> [Anhand der Angaben]:
1. Übernimm aus dem Text über Joseph Görres wörtlich die Stelle, die bei „Joseph Görres, 1776“ anfängt und bei „eigene Weltsicht weiterverarbeitet.“ aufhört.
2. Übersetze diesen Satz aus dem Text über Joseph Görres ins Englische: „1808 kehrt er, da er in Heidelberg keine feste Anstellung erhalten hat, nach Koblenz in den Schuldienst zurück.“
3. Schreib den Text über Joseph Görres nach seinem letzten Satz weiter.

━━━━━ Vorliegender Text

Joseph Görres, 1776 in Koblenz geboren, unterrichtet bis 1806 Naturwissenschaften an der Koblenzer Sekundarschule und widmet sich intensiven, nicht nur naturphilosophischen, sondern auch literaturhistorischen und philosophischen Studien. Von 1806 bis 1808 hält er Vorlesungen über Ästhetik, Altdeutsche Literatur und Naturphilosophie an der altehrwürdigen Heidelberger Ruprecht-Karls-Universität. In diesen Jahren tritt er in engste Verbindung mit führenden Vertretern der Romantik wie Achim von Arnim, Clemens Brentano und Joseph von Eichendorff, denen er wesentliche Eindrücke vermittelt, wie er selbst wiederum romantische Einflüsse, vor allem die Naturphilosophie Friedrich Wilhelm Joseph Schellings, aufnimmt und für seine eigene Weltsicht weiterverarbeitet.

Diese „romantische Periode“ seines Lebens ist bestimmend für seine Abkehr vom aufklärerisch-rationalistischen Denken, die sich auch darin ausdrückt, dass er die deutsche Kultur des Mittelalters für sich entdeckt und sich intensiv mit mittelalterlicher Dichtung, Philosophie und Theologie befasst. 1808 kehrt er, da er in Heidelberg keine feste Anstellung erhalten hat, nach Koblenz in den Schuldienst zurück. Hier setzt er jedoch nicht nur seine wissenschaftlich-literaturhistorischen Studien fort, sondern gibt zwischen 1814 und 1816 den bald in ganz Deutschland verbreiteten, höchstes Ansehen genießenden „Rheinischen Merkur“ heraus, der zum Sprachrohr der deutschen Intelligenz während der Befreiungskriege wird. Görres' Koblenzer Haus wird in diesen Jahren zu einem Mittelpunkt des rheinischen und deutschen Geisteslebens; zu seinen Besuchern zählen u.a. Goethe, der Freiherr vom Stein, Savigny und die Brüder Grimm.

━━━━━━━━━━
━━━━━ Bereitgestellte Daten

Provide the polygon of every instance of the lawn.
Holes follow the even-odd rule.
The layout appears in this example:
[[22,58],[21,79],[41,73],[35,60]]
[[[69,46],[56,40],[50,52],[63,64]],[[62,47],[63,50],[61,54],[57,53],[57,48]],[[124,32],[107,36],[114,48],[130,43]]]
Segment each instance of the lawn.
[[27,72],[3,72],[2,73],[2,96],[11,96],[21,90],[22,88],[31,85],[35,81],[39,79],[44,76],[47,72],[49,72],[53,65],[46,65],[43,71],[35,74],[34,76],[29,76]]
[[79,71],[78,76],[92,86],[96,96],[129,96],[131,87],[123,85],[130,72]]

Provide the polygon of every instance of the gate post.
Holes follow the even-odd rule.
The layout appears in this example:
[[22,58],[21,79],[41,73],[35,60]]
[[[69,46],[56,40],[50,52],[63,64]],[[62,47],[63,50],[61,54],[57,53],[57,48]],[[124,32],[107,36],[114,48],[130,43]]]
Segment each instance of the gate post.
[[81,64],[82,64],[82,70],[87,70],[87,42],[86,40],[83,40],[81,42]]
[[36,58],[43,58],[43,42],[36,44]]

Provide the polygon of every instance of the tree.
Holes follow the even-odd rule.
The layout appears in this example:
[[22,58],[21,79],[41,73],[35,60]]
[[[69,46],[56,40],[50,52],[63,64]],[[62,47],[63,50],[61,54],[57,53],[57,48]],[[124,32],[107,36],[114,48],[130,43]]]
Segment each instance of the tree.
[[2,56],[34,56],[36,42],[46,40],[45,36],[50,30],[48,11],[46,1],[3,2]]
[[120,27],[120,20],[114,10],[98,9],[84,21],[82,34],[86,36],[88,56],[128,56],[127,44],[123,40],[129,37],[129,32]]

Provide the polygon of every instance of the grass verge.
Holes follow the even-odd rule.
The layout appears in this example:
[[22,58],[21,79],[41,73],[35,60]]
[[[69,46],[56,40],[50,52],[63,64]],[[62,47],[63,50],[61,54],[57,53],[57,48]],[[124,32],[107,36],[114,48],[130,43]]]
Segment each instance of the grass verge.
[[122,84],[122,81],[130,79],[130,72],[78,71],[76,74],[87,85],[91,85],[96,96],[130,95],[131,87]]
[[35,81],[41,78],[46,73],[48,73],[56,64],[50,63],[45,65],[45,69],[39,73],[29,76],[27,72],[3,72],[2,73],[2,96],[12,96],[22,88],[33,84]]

━━━━━━━━━━

> [Die Antworten]:
1.
Joseph Görres, 1776 in Koblenz geboren, unterrichtet bis 1806 Naturwissenschaften an der Koblenzer Sekundarschule und widmet sich intensiven, nicht nur naturphilosophischen, sondern auch literaturhistorischen und philosophischen Studien. Von 1806 bis 1808 hält er Vorlesungen über Ästhetik, Altdeutsche Literatur und Naturphilosophie an der altehrwürdigen Heidelberger Ruprecht-Karls-Universität. In diesen Jahren tritt er in engste Verbindung mit führenden Vertretern der Romantik wie Achim von Arnim, Clemens Brentano und Joseph von Eichendorff, denen er wesentliche Eindrücke vermittelt, wie er selbst wiederum romantische Einflüsse, vor allem die Naturphilosophie Friedrich Wilhelm Joseph Schellings, aufnimmt und für seine eigene Weltsicht weiterverarbeitet.

2. In 1808, since he has not obtained a permanent position in Heidelberg, he returns to Koblenz and goes back to teaching at school.

3.
Nach dem Sturz Napoleons glaubt Görres, Deutschland hat „endlich wieder eine Geschichte gewonnen“. Die öffentliche Meinung ist ihm eine wesentliche Komponente dieses Prozesses. Görres verkörpert die Nahtstelle zwischen der bescheidenen revolutionären Zeitschriften-Publizistik in Deutschland um die Wende des 18. zum 19. Jahrhundert und der ihr folgenden konservativen Reaktion. Er hat wie wenige seiner Zeitgenossen den Geist seiner Zeit in sich aufgenommen, repräsentiert und alle Wandlungen mitgemacht. Vom Revolutionär des „Roten Blattes“ und des „Rübezahls“ über den preußisch-nationalen, antifranzösischen „Rheinischen Merkur“ bis zu den „Historisch-politischen Blättern für das katholische Deutschland“, die der nunmehr ganz auf den Konservativismus zurückgezogene Görres 1838, zehn Jahre vor seinem Tode, gründet und von seinem Sohn redigieren lässt, hat er alle Wege und Irrwege seiner Epoche beschritten.

 

Die Stimme des Rheinlandes: Der „Rheinische Merkur“

1814 glaubt die preußische Verwaltung, durch die Gründung einer Zeitung die Rheinlande dem „Deutschtum“ zurückzugewinnen und eine neue Waffe gegen Napoleon schmieden zu können. Die Aufgabenstellung dieser neuen Zeitung, die drei- bis viermal wöchentlich erscheint, ist damit eine ganz andere als die der traditionellen deutschen Blätter.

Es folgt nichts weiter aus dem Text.